EXERCISE. Skip every image and restate the data word for word.
###
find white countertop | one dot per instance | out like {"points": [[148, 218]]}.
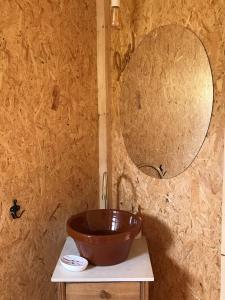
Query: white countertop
{"points": [[137, 267]]}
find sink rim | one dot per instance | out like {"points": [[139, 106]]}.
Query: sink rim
{"points": [[130, 233]]}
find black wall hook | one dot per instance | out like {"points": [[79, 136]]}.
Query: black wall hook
{"points": [[14, 210]]}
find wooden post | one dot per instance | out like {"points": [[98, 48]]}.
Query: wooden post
{"points": [[61, 290], [144, 290]]}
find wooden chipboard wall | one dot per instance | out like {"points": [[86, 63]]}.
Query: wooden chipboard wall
{"points": [[48, 135], [182, 216]]}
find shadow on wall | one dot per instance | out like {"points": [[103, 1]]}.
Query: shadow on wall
{"points": [[171, 282]]}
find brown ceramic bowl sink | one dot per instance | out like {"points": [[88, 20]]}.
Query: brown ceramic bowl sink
{"points": [[104, 236]]}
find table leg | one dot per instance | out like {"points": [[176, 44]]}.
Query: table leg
{"points": [[61, 289], [144, 290]]}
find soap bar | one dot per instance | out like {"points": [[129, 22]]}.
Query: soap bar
{"points": [[74, 263]]}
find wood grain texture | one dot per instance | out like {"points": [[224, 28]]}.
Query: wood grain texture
{"points": [[48, 135], [166, 88], [182, 216]]}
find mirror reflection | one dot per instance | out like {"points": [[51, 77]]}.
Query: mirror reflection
{"points": [[166, 101]]}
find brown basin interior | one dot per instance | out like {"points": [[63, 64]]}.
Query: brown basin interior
{"points": [[104, 236]]}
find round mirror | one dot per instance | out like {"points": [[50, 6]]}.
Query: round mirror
{"points": [[166, 101]]}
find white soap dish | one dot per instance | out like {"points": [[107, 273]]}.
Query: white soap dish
{"points": [[74, 263]]}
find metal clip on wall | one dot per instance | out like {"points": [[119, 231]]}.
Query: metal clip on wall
{"points": [[14, 210]]}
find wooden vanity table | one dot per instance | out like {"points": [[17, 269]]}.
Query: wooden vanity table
{"points": [[127, 280]]}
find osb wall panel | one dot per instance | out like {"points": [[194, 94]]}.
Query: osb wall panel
{"points": [[48, 135], [182, 216]]}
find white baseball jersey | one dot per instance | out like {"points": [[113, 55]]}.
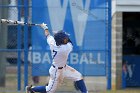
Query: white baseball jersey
{"points": [[59, 53], [60, 56]]}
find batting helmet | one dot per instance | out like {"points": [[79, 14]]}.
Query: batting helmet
{"points": [[61, 37]]}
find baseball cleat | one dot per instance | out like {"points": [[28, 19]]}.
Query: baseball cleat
{"points": [[29, 89]]}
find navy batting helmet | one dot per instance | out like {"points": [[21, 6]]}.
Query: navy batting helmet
{"points": [[61, 37]]}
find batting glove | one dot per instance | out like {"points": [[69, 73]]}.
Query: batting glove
{"points": [[44, 26]]}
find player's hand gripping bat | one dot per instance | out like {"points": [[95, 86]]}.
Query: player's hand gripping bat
{"points": [[17, 22]]}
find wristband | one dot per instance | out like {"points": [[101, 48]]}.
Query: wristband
{"points": [[45, 27]]}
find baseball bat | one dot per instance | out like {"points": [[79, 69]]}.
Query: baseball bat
{"points": [[17, 22]]}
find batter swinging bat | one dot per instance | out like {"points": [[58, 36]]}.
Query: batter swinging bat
{"points": [[17, 22]]}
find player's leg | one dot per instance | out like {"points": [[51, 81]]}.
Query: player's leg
{"points": [[55, 75], [76, 76]]}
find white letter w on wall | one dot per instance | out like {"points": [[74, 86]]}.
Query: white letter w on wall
{"points": [[57, 13]]}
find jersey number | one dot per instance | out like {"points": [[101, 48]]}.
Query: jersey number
{"points": [[54, 53]]}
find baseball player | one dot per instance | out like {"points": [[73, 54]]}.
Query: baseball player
{"points": [[60, 46]]}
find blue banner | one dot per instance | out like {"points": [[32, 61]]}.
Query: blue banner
{"points": [[85, 21]]}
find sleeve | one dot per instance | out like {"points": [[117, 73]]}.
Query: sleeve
{"points": [[51, 41]]}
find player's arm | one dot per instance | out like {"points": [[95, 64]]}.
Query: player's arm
{"points": [[45, 27]]}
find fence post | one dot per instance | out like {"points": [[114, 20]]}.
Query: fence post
{"points": [[109, 46], [25, 43], [19, 47]]}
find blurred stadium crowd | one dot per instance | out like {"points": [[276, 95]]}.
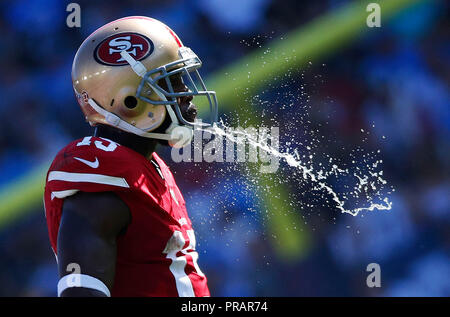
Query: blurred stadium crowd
{"points": [[396, 77]]}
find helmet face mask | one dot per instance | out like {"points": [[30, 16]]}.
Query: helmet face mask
{"points": [[123, 76]]}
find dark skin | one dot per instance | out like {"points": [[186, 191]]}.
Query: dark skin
{"points": [[92, 222]]}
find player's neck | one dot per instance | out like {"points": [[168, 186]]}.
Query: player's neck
{"points": [[139, 144]]}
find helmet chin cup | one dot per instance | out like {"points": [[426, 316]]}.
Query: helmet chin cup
{"points": [[180, 136]]}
###
FULL SOLUTION.
find white countertop | one dot per instance | out like {"points": [[148, 218]]}.
Query: white countertop
{"points": [[137, 267]]}
find sink rim | one dot per instance | out like {"points": [[139, 106]]}.
Query: sink rim
{"points": [[130, 233]]}
find black wall hook | one dot per instance | out like {"points": [[79, 136]]}.
Query: black wall hook
{"points": [[14, 210]]}
find wooden post | one dot per instance | out like {"points": [[98, 48]]}.
Query: wooden post
{"points": [[61, 290], [144, 290]]}
find wooden chipboard wall | one dot per instance | out like {"points": [[86, 63]]}.
Query: wooden chipboard wall
{"points": [[48, 135], [182, 216]]}
find shadow on wall | one dot per instance | out like {"points": [[103, 1]]}.
Query: shadow on wall
{"points": [[171, 282]]}
find brown ceramic bowl sink | one dot per instance | out like {"points": [[88, 20]]}.
Query: brown ceramic bowl sink
{"points": [[104, 236]]}
find table leg | one dot per instance | out like {"points": [[176, 44]]}.
Query: table leg
{"points": [[61, 289], [144, 290]]}
find soap bar | one dot per instance | out like {"points": [[129, 22]]}.
Query: soap bar
{"points": [[74, 263]]}
find wood grain texture | one dot per instance | out like {"points": [[224, 28]]}.
Query: wood grain texture
{"points": [[48, 135], [166, 88], [182, 216]]}
find mirror reflection | one dot per instance | out like {"points": [[51, 77]]}.
Query: mirror reflection
{"points": [[166, 101]]}
find brown basin interior | one dot per instance | out like {"points": [[63, 64]]}.
Query: brown basin interior
{"points": [[104, 236]]}
find round mirror | one dot per instance | out like {"points": [[50, 6]]}.
Query: round mirror
{"points": [[166, 101]]}
find white soap dish | one dot per instance | out like {"points": [[107, 273]]}.
Query: white soap dish
{"points": [[74, 263]]}
find metal clip on wall | one dot per instance | out like {"points": [[119, 231]]}.
Query: metal clip on wall
{"points": [[14, 210]]}
find wooden vanity table | one dot per instance | out like {"points": [[17, 269]]}.
Query: wooden vanity table
{"points": [[127, 280]]}
find osb wall panel | one dot per instance | out like {"points": [[194, 94]]}.
Query: osb wall panel
{"points": [[48, 135], [182, 216]]}
find white baseball jersey | one dot per instance | out like {"points": [[113, 55]]}.
Query: white baseball jersey
{"points": [[59, 53], [60, 56]]}
find batting helmet | one dot per instance | out like {"points": [[79, 14]]}.
Query: batting helmet
{"points": [[61, 37]]}
find baseball cleat | one dot per instance | out like {"points": [[28, 19]]}.
Query: baseball cleat
{"points": [[29, 89]]}
find navy batting helmet | one dot per instance | out like {"points": [[21, 6]]}.
Query: navy batting helmet
{"points": [[61, 37]]}
find batting glove | one dot per instance | out like {"points": [[69, 73]]}.
Query: batting glove
{"points": [[44, 26]]}
find player's hand gripping bat | one dot per instance | out like {"points": [[95, 86]]}.
Query: player's hand gripping bat
{"points": [[17, 22]]}
find wristband | one dot per instance | out like {"points": [[101, 48]]}.
Query: wristband
{"points": [[45, 27]]}
find baseball bat | one dot per instance | out like {"points": [[79, 69]]}.
Query: baseball bat
{"points": [[17, 22]]}
find batter swinging bat | one dot per instance | out like {"points": [[58, 36]]}.
Query: batter swinging bat
{"points": [[17, 22]]}
find player's leg | one dot per instance | out like {"points": [[51, 81]]}.
Query: player's leg
{"points": [[55, 75], [76, 76]]}
find white letter w on wall | one dot per instance | out like {"points": [[74, 86]]}.
Query: white letter w on wall
{"points": [[57, 13]]}
find jersey number | one dot per instance | out like {"points": [[101, 48]]}.
Query: jersey number
{"points": [[54, 53]]}
find baseball player | one dot per instance | out like {"points": [[73, 54]]}.
Query: baseball player
{"points": [[60, 46]]}
find blue banner | one dot per instance | out like {"points": [[32, 61]]}.
Query: blue banner
{"points": [[85, 21]]}
find sleeve | one dot per instance | out like {"points": [[117, 73]]}.
Query: sleeve
{"points": [[51, 41]]}
find player's arm | one dot per instance | out like {"points": [[95, 64]]}.
Query: player's arm
{"points": [[45, 27]]}
find fence post | one dot per instance | out like {"points": [[114, 20]]}.
Query: fence post
{"points": [[109, 46], [25, 43], [19, 47]]}
find blurred stadium crowd | one dot per instance | out like {"points": [[276, 95]]}.
Query: blurred stadium crowd
{"points": [[396, 77]]}
find helmet face mask | one dot per instance | out like {"points": [[30, 16]]}.
Query: helmet face mask
{"points": [[123, 76]]}
find dark skin | one dot per instance | out like {"points": [[186, 191]]}.
Query: dark skin
{"points": [[92, 222]]}
find player's neck | one dot per instance | out like {"points": [[168, 186]]}.
Query: player's neck
{"points": [[139, 144]]}
find helmet chin cup | one dot per instance | out like {"points": [[426, 316]]}.
Query: helmet chin cup
{"points": [[180, 136]]}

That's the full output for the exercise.